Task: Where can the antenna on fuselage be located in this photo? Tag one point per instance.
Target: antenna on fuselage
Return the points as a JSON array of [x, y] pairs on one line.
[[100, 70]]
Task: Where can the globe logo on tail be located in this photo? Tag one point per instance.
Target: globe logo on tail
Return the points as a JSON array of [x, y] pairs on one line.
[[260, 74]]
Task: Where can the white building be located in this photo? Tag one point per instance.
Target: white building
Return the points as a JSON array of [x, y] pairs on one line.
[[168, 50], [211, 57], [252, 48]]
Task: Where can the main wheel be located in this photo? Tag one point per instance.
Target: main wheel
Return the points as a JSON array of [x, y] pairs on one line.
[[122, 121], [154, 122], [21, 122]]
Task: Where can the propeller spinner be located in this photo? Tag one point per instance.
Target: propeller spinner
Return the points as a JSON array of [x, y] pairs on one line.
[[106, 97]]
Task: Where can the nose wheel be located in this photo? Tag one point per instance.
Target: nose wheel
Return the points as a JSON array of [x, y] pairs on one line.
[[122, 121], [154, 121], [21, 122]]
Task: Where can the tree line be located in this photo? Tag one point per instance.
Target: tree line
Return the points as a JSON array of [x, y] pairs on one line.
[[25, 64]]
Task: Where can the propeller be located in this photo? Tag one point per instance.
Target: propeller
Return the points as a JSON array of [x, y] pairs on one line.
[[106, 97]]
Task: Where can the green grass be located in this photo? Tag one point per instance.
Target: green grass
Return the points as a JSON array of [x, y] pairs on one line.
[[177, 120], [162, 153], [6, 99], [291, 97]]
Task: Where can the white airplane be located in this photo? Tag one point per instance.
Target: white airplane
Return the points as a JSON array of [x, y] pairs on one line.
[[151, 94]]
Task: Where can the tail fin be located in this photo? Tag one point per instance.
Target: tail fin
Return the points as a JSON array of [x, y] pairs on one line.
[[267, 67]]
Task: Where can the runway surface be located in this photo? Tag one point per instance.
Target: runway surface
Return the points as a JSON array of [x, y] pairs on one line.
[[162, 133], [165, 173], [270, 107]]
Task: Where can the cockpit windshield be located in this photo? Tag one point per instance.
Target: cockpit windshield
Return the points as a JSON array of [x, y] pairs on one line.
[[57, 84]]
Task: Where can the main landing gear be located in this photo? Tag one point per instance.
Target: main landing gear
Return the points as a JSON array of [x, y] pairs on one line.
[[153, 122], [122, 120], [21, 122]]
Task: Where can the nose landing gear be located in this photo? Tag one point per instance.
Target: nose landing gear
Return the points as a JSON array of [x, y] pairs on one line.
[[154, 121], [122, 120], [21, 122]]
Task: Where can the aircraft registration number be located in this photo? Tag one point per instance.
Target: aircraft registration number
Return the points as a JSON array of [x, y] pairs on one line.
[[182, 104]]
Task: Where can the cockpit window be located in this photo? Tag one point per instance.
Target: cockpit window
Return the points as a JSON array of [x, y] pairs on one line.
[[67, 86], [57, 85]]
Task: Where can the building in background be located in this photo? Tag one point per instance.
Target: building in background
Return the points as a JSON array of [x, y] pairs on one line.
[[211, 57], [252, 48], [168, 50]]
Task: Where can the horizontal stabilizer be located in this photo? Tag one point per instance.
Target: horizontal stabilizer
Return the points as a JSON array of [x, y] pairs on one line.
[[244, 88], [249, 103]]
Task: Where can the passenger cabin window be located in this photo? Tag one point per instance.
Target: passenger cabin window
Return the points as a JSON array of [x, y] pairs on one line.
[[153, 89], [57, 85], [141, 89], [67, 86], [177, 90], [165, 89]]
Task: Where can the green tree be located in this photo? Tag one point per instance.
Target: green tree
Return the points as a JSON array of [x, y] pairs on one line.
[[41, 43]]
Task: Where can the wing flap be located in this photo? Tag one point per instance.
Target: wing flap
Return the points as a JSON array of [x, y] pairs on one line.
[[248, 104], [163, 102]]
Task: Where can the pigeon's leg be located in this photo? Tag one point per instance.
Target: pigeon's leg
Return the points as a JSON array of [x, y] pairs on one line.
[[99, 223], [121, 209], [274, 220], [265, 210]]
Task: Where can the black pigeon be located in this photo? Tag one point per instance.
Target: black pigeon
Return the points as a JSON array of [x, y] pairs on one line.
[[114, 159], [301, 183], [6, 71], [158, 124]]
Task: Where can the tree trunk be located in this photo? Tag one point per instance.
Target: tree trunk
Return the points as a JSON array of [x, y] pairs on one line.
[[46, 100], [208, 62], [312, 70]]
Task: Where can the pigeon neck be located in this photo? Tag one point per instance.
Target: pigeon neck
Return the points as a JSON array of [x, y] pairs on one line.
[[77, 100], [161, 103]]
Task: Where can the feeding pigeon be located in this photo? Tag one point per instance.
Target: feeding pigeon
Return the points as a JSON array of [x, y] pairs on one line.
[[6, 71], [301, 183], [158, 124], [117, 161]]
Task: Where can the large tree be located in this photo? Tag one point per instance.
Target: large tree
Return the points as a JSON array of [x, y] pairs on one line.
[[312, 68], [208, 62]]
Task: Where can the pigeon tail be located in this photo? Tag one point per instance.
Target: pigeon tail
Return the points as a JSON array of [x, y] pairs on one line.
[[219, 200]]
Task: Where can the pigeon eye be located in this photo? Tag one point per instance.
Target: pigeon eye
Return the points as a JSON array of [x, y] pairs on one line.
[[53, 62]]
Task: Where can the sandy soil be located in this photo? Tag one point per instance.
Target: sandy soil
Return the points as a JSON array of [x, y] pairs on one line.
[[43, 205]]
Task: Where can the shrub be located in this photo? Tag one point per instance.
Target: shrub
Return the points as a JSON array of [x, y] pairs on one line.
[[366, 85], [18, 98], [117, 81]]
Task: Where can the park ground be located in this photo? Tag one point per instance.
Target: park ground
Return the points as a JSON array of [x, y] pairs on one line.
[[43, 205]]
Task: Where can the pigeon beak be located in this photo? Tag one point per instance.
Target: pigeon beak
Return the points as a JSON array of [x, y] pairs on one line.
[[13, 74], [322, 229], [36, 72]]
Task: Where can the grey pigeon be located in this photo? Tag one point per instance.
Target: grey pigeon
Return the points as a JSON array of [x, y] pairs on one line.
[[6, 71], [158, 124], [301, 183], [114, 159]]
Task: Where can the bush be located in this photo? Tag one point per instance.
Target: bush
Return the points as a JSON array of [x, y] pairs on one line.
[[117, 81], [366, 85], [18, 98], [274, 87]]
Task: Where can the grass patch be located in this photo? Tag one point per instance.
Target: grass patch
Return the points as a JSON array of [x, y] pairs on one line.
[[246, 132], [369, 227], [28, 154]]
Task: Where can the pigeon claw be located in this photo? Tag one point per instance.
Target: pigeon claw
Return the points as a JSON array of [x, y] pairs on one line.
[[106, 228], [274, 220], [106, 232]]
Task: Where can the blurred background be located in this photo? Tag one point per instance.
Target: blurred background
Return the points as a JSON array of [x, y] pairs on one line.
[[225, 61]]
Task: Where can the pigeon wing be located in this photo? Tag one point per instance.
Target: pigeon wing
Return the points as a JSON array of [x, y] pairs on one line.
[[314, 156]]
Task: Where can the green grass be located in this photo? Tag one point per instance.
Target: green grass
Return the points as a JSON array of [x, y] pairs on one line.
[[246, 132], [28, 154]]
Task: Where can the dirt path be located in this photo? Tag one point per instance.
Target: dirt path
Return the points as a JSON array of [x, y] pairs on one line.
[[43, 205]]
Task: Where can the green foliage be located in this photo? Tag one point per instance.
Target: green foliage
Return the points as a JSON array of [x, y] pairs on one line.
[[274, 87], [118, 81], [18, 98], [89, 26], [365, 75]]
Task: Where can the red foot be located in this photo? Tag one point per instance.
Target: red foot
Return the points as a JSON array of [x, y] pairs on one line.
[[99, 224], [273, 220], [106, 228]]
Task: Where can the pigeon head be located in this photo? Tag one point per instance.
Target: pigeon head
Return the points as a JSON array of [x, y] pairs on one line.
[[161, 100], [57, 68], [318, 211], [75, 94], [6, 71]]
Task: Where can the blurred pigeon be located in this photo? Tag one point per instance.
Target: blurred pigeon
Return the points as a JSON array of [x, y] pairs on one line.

------------------------------------------------------------------------

▶ **Your instructions**: Arrange the data as a Markdown table with the columns Row and Line. Include only the lines from the one containing "Task: Where can the dirt" through the end of the data, inclusive, and leave out blank lines.

▶ **Written response**:
| Row | Line |
|---|---|
| 1 | Task: Where can the dirt path be located in this photo? Tag one point per instance. |
| 2 | Target: dirt path |
| 3 | Return the points as a JSON array of [x, y] pairs on one line. |
| 4 | [[43, 205]] |
| 5 | Task: Where can the green foliage be located in this photo? Tag one point per instance. |
| 6 | Target: green foliage |
| 7 | Return the points as a JSON array of [x, y] pairs on one line. |
| 8 | [[274, 87], [118, 81], [18, 98], [89, 26], [365, 75]] |
| 9 | Task: Where can the red foot be located in this photo? Tag one point per instance. |
| 10 | Target: red foot |
| 11 | Return the points as a JSON array of [x, y] pairs on one line. |
| 12 | [[99, 224], [273, 220], [106, 228]] |
| 13 | Task: Where can the pigeon head be located in this photo? Tag one point per instance. |
| 14 | Target: pigeon head |
| 15 | Return the points as a JSON array of [x, y] pairs on one line. |
| 16 | [[161, 100], [57, 68], [318, 211], [75, 94], [6, 71]] |
| 17 | Task: Where can the blurred pigeon be located in this photo? Tag one point per instance. |
| 18 | Target: blurred pigeon |
| 19 | Return the points as a JSON array of [x, y] pairs on one line. |